## Records to process
________________

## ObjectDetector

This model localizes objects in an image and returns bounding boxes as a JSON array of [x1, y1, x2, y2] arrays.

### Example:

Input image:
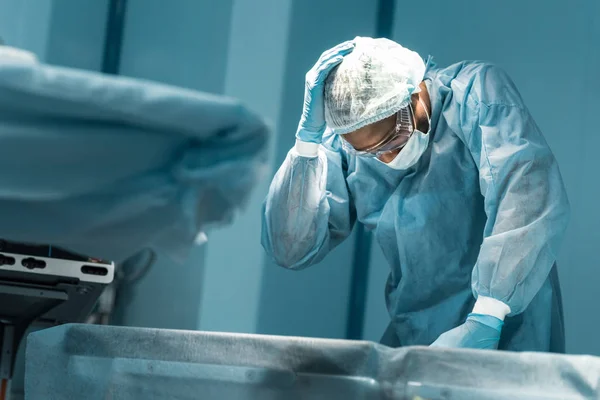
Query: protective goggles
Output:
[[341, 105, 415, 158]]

________________

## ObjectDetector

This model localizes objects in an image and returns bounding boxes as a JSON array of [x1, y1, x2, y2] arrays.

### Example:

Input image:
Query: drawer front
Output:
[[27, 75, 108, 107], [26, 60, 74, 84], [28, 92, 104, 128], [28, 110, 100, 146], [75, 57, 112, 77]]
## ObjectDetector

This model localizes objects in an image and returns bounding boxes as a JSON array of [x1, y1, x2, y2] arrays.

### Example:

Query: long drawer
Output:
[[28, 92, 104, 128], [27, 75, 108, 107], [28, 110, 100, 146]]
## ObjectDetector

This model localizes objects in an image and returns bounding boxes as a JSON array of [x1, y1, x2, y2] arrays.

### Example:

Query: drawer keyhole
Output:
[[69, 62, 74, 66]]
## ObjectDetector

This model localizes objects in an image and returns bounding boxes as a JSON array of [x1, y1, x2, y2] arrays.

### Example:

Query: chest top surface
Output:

________________

## Task statement
Return every line above where "drawer" appears.

## Output of the task
Query: drawer front
Query: long drawer
Query: drawer keyhole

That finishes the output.